Task instructions — Scan the entries below for the string "female" and copy every line where it turns up.

(Records from a collection)
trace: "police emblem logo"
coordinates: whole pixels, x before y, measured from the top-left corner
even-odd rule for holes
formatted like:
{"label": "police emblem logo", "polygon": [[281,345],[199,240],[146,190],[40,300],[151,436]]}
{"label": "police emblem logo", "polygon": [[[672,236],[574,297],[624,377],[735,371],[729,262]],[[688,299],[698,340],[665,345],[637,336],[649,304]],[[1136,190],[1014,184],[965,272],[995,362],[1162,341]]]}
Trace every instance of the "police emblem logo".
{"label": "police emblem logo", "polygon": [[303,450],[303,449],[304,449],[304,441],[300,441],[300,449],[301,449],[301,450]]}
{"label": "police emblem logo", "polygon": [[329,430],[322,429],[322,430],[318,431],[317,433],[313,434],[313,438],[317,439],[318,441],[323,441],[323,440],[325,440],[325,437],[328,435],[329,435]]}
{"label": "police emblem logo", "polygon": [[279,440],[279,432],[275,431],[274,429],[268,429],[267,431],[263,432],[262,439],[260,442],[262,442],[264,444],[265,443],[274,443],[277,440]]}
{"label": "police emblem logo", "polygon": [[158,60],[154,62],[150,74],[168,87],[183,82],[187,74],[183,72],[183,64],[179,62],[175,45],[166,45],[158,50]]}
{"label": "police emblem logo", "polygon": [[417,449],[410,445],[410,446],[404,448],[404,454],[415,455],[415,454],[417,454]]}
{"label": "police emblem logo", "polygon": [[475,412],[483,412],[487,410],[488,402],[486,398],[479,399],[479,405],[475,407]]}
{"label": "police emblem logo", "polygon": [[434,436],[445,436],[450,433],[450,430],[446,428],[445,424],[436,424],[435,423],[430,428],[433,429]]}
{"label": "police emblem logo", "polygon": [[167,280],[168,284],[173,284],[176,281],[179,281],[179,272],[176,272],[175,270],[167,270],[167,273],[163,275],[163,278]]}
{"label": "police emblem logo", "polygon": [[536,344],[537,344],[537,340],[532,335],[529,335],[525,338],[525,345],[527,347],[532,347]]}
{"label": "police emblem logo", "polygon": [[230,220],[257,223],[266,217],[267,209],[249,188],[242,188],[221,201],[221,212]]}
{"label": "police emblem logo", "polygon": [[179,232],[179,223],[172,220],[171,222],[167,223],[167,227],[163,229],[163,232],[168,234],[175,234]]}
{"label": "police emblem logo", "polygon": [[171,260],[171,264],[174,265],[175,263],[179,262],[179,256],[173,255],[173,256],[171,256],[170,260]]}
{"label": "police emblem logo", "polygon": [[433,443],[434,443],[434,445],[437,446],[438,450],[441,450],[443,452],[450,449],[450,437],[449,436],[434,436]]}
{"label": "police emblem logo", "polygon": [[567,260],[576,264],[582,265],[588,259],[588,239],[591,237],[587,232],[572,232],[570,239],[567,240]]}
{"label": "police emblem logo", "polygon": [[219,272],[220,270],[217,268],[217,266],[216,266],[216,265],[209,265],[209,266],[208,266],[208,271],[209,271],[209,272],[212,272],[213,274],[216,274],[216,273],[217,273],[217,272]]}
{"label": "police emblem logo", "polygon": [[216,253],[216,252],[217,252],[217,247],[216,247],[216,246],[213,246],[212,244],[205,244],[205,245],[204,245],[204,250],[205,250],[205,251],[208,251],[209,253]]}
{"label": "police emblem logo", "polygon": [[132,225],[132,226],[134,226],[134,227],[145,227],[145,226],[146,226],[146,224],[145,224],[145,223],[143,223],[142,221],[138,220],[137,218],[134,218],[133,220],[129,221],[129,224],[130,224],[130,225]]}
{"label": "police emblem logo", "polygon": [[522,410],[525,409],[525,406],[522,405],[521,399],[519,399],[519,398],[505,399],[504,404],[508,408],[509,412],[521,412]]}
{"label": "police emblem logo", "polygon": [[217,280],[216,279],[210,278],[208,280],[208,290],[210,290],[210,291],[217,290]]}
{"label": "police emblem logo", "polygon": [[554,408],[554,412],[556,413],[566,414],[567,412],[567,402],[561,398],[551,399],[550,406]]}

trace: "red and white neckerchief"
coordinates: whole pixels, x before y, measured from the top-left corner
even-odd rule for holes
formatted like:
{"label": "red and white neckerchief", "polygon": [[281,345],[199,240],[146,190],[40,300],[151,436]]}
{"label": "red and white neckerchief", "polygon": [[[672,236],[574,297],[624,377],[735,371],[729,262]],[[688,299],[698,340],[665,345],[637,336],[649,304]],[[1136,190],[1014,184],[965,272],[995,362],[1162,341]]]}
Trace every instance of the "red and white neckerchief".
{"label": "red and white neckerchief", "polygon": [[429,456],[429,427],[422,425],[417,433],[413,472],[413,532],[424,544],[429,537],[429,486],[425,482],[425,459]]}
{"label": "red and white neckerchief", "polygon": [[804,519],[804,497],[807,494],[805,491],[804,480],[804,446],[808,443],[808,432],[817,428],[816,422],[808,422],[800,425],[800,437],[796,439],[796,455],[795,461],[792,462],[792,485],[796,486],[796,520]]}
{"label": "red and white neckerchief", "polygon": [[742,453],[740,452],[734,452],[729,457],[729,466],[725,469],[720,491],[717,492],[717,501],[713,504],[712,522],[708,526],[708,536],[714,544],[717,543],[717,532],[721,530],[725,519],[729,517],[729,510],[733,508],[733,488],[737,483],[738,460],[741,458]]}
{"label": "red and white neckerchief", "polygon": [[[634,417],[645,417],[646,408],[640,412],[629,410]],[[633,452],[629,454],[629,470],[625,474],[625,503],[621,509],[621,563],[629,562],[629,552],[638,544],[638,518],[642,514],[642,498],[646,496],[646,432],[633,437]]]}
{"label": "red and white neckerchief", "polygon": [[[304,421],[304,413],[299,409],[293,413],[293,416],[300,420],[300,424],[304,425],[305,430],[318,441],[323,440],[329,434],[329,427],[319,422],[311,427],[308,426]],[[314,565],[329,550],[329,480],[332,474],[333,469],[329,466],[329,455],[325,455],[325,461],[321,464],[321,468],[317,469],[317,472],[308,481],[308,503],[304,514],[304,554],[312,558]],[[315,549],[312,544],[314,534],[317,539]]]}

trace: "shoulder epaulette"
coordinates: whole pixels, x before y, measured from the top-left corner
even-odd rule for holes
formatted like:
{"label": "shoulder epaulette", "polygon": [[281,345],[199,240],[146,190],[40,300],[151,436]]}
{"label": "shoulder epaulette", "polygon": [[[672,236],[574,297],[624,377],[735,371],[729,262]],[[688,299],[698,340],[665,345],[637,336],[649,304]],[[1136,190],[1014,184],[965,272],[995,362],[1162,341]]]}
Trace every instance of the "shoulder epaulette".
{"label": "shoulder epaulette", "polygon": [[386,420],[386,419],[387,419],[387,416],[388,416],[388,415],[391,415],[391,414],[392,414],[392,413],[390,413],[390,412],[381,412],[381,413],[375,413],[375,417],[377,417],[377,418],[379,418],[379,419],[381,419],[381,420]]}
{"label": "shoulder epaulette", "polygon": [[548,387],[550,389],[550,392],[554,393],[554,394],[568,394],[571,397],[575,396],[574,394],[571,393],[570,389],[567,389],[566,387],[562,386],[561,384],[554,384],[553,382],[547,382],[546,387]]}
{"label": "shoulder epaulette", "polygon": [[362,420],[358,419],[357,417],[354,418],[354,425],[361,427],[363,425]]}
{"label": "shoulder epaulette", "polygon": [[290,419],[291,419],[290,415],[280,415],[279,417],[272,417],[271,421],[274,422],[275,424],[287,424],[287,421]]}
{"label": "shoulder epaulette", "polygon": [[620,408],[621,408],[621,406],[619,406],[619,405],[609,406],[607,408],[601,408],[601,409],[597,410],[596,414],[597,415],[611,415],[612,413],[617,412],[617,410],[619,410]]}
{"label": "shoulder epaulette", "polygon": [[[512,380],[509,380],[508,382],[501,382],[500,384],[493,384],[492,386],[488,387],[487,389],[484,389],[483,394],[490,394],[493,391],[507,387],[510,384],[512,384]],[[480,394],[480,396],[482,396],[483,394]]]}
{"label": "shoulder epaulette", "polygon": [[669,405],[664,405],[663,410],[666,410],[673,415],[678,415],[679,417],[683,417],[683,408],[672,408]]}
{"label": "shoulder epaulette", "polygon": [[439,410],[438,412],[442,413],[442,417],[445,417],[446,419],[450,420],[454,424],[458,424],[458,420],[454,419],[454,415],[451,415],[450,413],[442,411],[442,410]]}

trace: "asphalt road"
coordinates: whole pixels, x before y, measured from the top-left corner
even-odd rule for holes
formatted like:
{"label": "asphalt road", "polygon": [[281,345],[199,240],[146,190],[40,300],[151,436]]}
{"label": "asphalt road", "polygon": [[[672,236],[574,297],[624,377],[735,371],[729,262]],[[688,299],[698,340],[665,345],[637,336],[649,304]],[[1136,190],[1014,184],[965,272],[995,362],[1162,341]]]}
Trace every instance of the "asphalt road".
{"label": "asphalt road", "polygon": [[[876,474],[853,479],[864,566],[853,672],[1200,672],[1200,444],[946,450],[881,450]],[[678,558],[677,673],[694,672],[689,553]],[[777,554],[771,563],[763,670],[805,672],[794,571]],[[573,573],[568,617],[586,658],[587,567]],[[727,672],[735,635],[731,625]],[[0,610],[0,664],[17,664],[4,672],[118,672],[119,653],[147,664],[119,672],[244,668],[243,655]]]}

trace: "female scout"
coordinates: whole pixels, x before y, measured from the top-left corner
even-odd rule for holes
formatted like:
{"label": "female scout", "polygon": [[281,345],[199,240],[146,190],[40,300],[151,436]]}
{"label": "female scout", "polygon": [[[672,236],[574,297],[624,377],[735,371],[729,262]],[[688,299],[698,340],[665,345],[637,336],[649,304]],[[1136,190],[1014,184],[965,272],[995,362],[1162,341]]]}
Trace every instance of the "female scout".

Reply to the exercise —
trace: "female scout"
{"label": "female scout", "polygon": [[281,345],[199,240],[146,190],[40,300],[151,436]]}
{"label": "female scout", "polygon": [[[672,236],[574,297],[624,377],[735,371],[729,262]],[[688,299],[698,340],[665,345],[637,336],[649,304]],[[1136,190],[1014,184],[965,272],[995,362],[1162,341]]]}
Trace every instance of the "female scout".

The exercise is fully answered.